- [Verilen kayıtlar]
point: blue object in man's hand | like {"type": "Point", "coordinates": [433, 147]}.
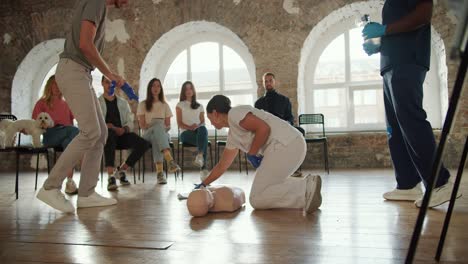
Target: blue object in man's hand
{"type": "Point", "coordinates": [373, 30]}
{"type": "Point", "coordinates": [370, 48]}
{"type": "Point", "coordinates": [255, 160]}
{"type": "Point", "coordinates": [128, 90]}
{"type": "Point", "coordinates": [199, 186]}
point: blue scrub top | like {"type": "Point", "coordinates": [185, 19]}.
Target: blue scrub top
{"type": "Point", "coordinates": [404, 48]}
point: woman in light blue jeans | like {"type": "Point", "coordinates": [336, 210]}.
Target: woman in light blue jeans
{"type": "Point", "coordinates": [191, 122]}
{"type": "Point", "coordinates": [154, 117]}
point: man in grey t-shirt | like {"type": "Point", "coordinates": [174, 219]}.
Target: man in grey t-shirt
{"type": "Point", "coordinates": [81, 55]}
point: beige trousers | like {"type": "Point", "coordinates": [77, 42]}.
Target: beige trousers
{"type": "Point", "coordinates": [75, 83]}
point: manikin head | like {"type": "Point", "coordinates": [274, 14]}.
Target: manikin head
{"type": "Point", "coordinates": [199, 202]}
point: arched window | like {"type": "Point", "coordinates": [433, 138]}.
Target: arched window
{"type": "Point", "coordinates": [209, 55]}
{"type": "Point", "coordinates": [338, 79]}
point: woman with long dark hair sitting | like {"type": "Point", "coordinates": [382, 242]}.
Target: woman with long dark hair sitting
{"type": "Point", "coordinates": [154, 117]}
{"type": "Point", "coordinates": [191, 121]}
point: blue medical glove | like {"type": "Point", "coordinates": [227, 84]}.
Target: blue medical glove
{"type": "Point", "coordinates": [370, 48]}
{"type": "Point", "coordinates": [255, 160]}
{"type": "Point", "coordinates": [199, 186]}
{"type": "Point", "coordinates": [128, 90]}
{"type": "Point", "coordinates": [373, 30]}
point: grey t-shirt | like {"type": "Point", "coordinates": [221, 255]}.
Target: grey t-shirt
{"type": "Point", "coordinates": [91, 10]}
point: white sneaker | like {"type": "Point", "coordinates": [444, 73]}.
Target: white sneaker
{"type": "Point", "coordinates": [55, 199]}
{"type": "Point", "coordinates": [70, 187]}
{"type": "Point", "coordinates": [161, 178]}
{"type": "Point", "coordinates": [204, 174]}
{"type": "Point", "coordinates": [297, 174]}
{"type": "Point", "coordinates": [404, 195]}
{"type": "Point", "coordinates": [199, 160]}
{"type": "Point", "coordinates": [313, 194]}
{"type": "Point", "coordinates": [95, 200]}
{"type": "Point", "coordinates": [439, 195]}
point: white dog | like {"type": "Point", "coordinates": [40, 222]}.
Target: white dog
{"type": "Point", "coordinates": [35, 128]}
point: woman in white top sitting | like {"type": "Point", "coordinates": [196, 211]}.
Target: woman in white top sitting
{"type": "Point", "coordinates": [154, 117]}
{"type": "Point", "coordinates": [275, 148]}
{"type": "Point", "coordinates": [191, 122]}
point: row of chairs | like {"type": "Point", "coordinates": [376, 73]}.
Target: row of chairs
{"type": "Point", "coordinates": [304, 119]}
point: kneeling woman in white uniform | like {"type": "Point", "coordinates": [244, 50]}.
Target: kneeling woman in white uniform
{"type": "Point", "coordinates": [277, 150]}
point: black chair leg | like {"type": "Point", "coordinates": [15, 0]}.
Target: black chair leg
{"type": "Point", "coordinates": [182, 163]}
{"type": "Point", "coordinates": [246, 165]}
{"type": "Point", "coordinates": [325, 153]}
{"type": "Point", "coordinates": [37, 171]}
{"type": "Point", "coordinates": [17, 175]}
{"type": "Point", "coordinates": [238, 161]}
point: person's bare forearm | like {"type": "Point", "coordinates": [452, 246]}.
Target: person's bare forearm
{"type": "Point", "coordinates": [419, 17]}
{"type": "Point", "coordinates": [261, 137]}
{"type": "Point", "coordinates": [93, 56]}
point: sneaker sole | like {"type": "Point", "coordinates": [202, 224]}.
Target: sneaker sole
{"type": "Point", "coordinates": [112, 188]}
{"type": "Point", "coordinates": [404, 198]}
{"type": "Point", "coordinates": [316, 200]}
{"type": "Point", "coordinates": [41, 197]}
{"type": "Point", "coordinates": [441, 203]}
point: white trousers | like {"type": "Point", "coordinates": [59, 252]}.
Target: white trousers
{"type": "Point", "coordinates": [272, 186]}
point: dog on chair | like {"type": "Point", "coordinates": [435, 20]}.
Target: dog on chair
{"type": "Point", "coordinates": [32, 127]}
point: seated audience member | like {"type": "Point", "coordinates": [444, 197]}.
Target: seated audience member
{"type": "Point", "coordinates": [119, 121]}
{"type": "Point", "coordinates": [154, 117]}
{"type": "Point", "coordinates": [63, 132]}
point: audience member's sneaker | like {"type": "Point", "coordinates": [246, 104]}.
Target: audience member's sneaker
{"type": "Point", "coordinates": [95, 200]}
{"type": "Point", "coordinates": [204, 174]}
{"type": "Point", "coordinates": [173, 167]}
{"type": "Point", "coordinates": [297, 174]}
{"type": "Point", "coordinates": [123, 177]}
{"type": "Point", "coordinates": [199, 160]}
{"type": "Point", "coordinates": [439, 195]}
{"type": "Point", "coordinates": [313, 193]}
{"type": "Point", "coordinates": [55, 199]}
{"type": "Point", "coordinates": [70, 187]}
{"type": "Point", "coordinates": [404, 195]}
{"type": "Point", "coordinates": [161, 178]}
{"type": "Point", "coordinates": [112, 184]}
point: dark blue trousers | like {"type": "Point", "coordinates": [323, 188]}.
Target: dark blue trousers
{"type": "Point", "coordinates": [410, 137]}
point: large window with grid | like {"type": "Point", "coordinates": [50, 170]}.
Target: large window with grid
{"type": "Point", "coordinates": [346, 85]}
{"type": "Point", "coordinates": [214, 68]}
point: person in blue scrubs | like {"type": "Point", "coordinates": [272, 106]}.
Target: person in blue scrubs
{"type": "Point", "coordinates": [405, 46]}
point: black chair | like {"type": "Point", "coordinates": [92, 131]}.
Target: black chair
{"type": "Point", "coordinates": [219, 143]}
{"type": "Point", "coordinates": [187, 145]}
{"type": "Point", "coordinates": [316, 119]}
{"type": "Point", "coordinates": [176, 174]}
{"type": "Point", "coordinates": [24, 150]}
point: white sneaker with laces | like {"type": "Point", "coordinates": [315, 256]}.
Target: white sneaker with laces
{"type": "Point", "coordinates": [439, 195]}
{"type": "Point", "coordinates": [95, 200]}
{"type": "Point", "coordinates": [404, 195]}
{"type": "Point", "coordinates": [204, 174]}
{"type": "Point", "coordinates": [55, 199]}
{"type": "Point", "coordinates": [199, 160]}
{"type": "Point", "coordinates": [70, 187]}
{"type": "Point", "coordinates": [313, 194]}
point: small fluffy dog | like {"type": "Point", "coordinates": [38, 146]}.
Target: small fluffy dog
{"type": "Point", "coordinates": [35, 128]}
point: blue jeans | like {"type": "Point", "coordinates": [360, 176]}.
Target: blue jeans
{"type": "Point", "coordinates": [198, 138]}
{"type": "Point", "coordinates": [410, 137]}
{"type": "Point", "coordinates": [59, 136]}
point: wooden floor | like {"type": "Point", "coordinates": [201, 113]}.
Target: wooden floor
{"type": "Point", "coordinates": [354, 225]}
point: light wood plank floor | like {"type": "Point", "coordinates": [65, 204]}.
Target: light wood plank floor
{"type": "Point", "coordinates": [354, 225]}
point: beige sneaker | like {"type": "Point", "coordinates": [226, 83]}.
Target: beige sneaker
{"type": "Point", "coordinates": [173, 167]}
{"type": "Point", "coordinates": [95, 200]}
{"type": "Point", "coordinates": [161, 178]}
{"type": "Point", "coordinates": [70, 187]}
{"type": "Point", "coordinates": [439, 195]}
{"type": "Point", "coordinates": [313, 193]}
{"type": "Point", "coordinates": [404, 195]}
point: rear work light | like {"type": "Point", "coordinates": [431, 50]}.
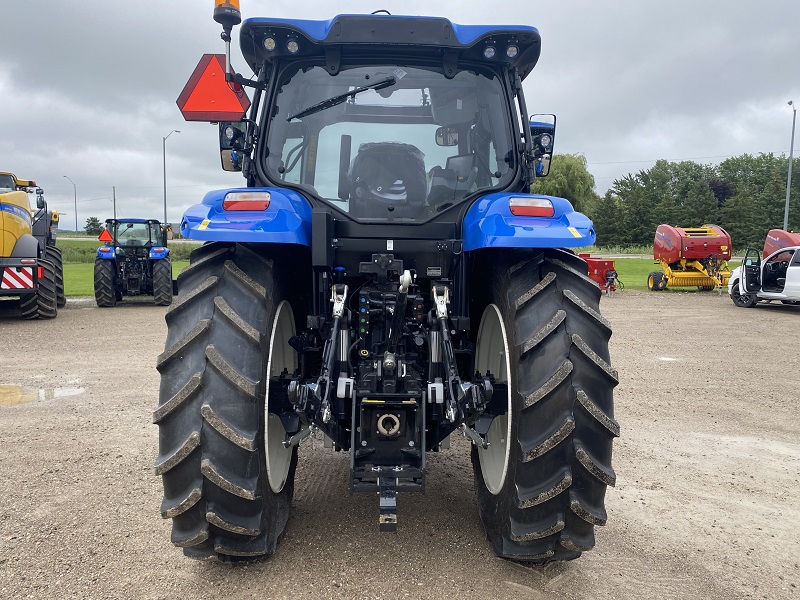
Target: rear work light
{"type": "Point", "coordinates": [531, 207]}
{"type": "Point", "coordinates": [246, 201]}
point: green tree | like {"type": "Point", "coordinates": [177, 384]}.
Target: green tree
{"type": "Point", "coordinates": [569, 178]}
{"type": "Point", "coordinates": [607, 219]}
{"type": "Point", "coordinates": [93, 226]}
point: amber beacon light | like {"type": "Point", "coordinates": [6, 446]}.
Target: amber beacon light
{"type": "Point", "coordinates": [226, 13]}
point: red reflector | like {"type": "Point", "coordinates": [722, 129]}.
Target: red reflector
{"type": "Point", "coordinates": [246, 201]}
{"type": "Point", "coordinates": [531, 207]}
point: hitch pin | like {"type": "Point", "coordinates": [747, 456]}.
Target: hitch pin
{"type": "Point", "coordinates": [474, 436]}
{"type": "Point", "coordinates": [297, 437]}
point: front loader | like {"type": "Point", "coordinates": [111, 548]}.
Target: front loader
{"type": "Point", "coordinates": [30, 263]}
{"type": "Point", "coordinates": [383, 278]}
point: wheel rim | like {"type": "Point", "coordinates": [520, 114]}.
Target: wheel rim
{"type": "Point", "coordinates": [491, 355]}
{"type": "Point", "coordinates": [281, 356]}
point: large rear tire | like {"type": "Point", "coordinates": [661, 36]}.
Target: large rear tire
{"type": "Point", "coordinates": [742, 300]}
{"type": "Point", "coordinates": [43, 304]}
{"type": "Point", "coordinates": [162, 282]}
{"type": "Point", "coordinates": [228, 480]}
{"type": "Point", "coordinates": [541, 483]}
{"type": "Point", "coordinates": [53, 254]}
{"type": "Point", "coordinates": [104, 273]}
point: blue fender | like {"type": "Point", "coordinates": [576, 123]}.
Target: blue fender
{"type": "Point", "coordinates": [158, 252]}
{"type": "Point", "coordinates": [490, 224]}
{"type": "Point", "coordinates": [106, 252]}
{"type": "Point", "coordinates": [287, 219]}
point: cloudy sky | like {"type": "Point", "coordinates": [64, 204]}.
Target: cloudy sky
{"type": "Point", "coordinates": [88, 88]}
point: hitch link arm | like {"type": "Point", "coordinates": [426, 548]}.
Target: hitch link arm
{"type": "Point", "coordinates": [441, 295]}
{"type": "Point", "coordinates": [323, 385]}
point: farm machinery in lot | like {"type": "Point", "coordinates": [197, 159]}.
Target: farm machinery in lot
{"type": "Point", "coordinates": [603, 273]}
{"type": "Point", "coordinates": [691, 257]}
{"type": "Point", "coordinates": [776, 277]}
{"type": "Point", "coordinates": [385, 279]}
{"type": "Point", "coordinates": [133, 261]}
{"type": "Point", "coordinates": [30, 263]}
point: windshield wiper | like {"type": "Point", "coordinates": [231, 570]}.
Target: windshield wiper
{"type": "Point", "coordinates": [336, 100]}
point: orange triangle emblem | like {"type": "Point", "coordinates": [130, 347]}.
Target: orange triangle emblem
{"type": "Point", "coordinates": [208, 97]}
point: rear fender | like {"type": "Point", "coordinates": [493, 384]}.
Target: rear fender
{"type": "Point", "coordinates": [490, 224]}
{"type": "Point", "coordinates": [287, 219]}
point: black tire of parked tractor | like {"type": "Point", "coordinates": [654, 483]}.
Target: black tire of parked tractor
{"type": "Point", "coordinates": [53, 254]}
{"type": "Point", "coordinates": [742, 300]}
{"type": "Point", "coordinates": [211, 416]}
{"type": "Point", "coordinates": [104, 274]}
{"type": "Point", "coordinates": [653, 280]}
{"type": "Point", "coordinates": [43, 304]}
{"type": "Point", "coordinates": [162, 282]}
{"type": "Point", "coordinates": [562, 424]}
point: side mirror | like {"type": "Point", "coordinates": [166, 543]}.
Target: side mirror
{"type": "Point", "coordinates": [447, 136]}
{"type": "Point", "coordinates": [231, 160]}
{"type": "Point", "coordinates": [231, 143]}
{"type": "Point", "coordinates": [543, 134]}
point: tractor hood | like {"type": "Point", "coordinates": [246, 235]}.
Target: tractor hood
{"type": "Point", "coordinates": [348, 37]}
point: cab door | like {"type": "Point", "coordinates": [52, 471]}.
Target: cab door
{"type": "Point", "coordinates": [792, 288]}
{"type": "Point", "coordinates": [751, 272]}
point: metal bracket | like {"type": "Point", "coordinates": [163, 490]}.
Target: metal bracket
{"type": "Point", "coordinates": [441, 301]}
{"type": "Point", "coordinates": [474, 436]}
{"type": "Point", "coordinates": [338, 298]}
{"type": "Point", "coordinates": [387, 521]}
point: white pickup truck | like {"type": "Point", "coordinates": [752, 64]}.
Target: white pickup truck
{"type": "Point", "coordinates": [776, 277]}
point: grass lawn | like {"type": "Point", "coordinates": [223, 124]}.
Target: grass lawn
{"type": "Point", "coordinates": [79, 277]}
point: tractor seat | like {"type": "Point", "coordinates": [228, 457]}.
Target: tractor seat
{"type": "Point", "coordinates": [387, 177]}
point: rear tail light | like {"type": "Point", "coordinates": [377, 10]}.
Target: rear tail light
{"type": "Point", "coordinates": [246, 201]}
{"type": "Point", "coordinates": [531, 207]}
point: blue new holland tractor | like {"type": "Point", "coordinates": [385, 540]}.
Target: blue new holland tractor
{"type": "Point", "coordinates": [384, 279]}
{"type": "Point", "coordinates": [133, 261]}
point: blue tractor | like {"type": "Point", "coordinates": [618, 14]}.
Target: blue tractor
{"type": "Point", "coordinates": [384, 279]}
{"type": "Point", "coordinates": [133, 261]}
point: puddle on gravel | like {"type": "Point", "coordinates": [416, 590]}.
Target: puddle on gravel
{"type": "Point", "coordinates": [11, 395]}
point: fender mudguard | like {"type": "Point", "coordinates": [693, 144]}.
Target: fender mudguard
{"type": "Point", "coordinates": [490, 224]}
{"type": "Point", "coordinates": [106, 252]}
{"type": "Point", "coordinates": [287, 219]}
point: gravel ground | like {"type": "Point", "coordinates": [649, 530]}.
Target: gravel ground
{"type": "Point", "coordinates": [706, 503]}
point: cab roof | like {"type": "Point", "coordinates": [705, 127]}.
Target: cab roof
{"type": "Point", "coordinates": [388, 37]}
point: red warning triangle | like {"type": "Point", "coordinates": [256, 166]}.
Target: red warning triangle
{"type": "Point", "coordinates": [208, 97]}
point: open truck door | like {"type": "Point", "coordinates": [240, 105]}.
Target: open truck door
{"type": "Point", "coordinates": [750, 282]}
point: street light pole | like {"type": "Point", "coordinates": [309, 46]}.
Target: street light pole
{"type": "Point", "coordinates": [789, 177]}
{"type": "Point", "coordinates": [75, 191]}
{"type": "Point", "coordinates": [164, 157]}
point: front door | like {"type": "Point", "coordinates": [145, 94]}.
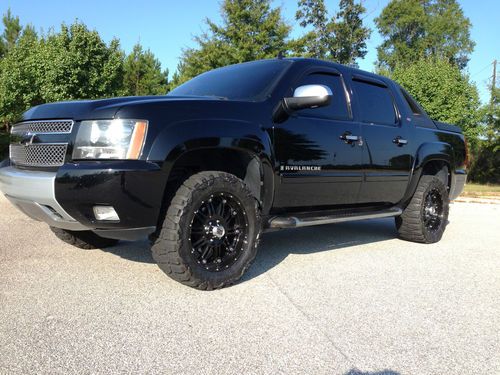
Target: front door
{"type": "Point", "coordinates": [318, 155]}
{"type": "Point", "coordinates": [386, 153]}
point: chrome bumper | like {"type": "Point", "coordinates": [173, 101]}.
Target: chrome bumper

- [Alıştırmanın amacı]
Kayıtları "point: fender mudguard" ifadesinin bulunduğu satırdan başlayarak kayıtların sonuna kadar yeniden yazın; bu satırlarda "cab roof" yerine "cabin roof" koyun, geri kalan her şeyi değiştirmeden bırakın. Cevaba resimleri almayın.

- [Alıştırmanın cevabı]
point: fender mudguard | like {"type": "Point", "coordinates": [693, 144]}.
Target: fender mudguard
{"type": "Point", "coordinates": [490, 224]}
{"type": "Point", "coordinates": [106, 252]}
{"type": "Point", "coordinates": [287, 219]}
point: gravel ground | like {"type": "Point", "coordinates": [649, 530]}.
Target: gravel ground
{"type": "Point", "coordinates": [706, 503]}
point: cabin roof | like {"type": "Point", "coordinates": [705, 127]}.
Target: cabin roof
{"type": "Point", "coordinates": [388, 37]}
point: red warning triangle | like {"type": "Point", "coordinates": [256, 166]}.
Target: red warning triangle
{"type": "Point", "coordinates": [208, 97]}
point: open truck door | like {"type": "Point", "coordinates": [240, 105]}.
Target: open truck door
{"type": "Point", "coordinates": [750, 282]}
point: street light pole | like {"type": "Point", "coordinates": [309, 46]}.
Target: street light pole
{"type": "Point", "coordinates": [789, 177]}
{"type": "Point", "coordinates": [75, 191]}
{"type": "Point", "coordinates": [164, 157]}
point: front door | like {"type": "Point", "coordinates": [145, 94]}.
Target: front door
{"type": "Point", "coordinates": [318, 155]}
{"type": "Point", "coordinates": [386, 153]}
point: chrome bumper | like {"type": "Point", "coordinates": [173, 101]}.
Target: chrome bumper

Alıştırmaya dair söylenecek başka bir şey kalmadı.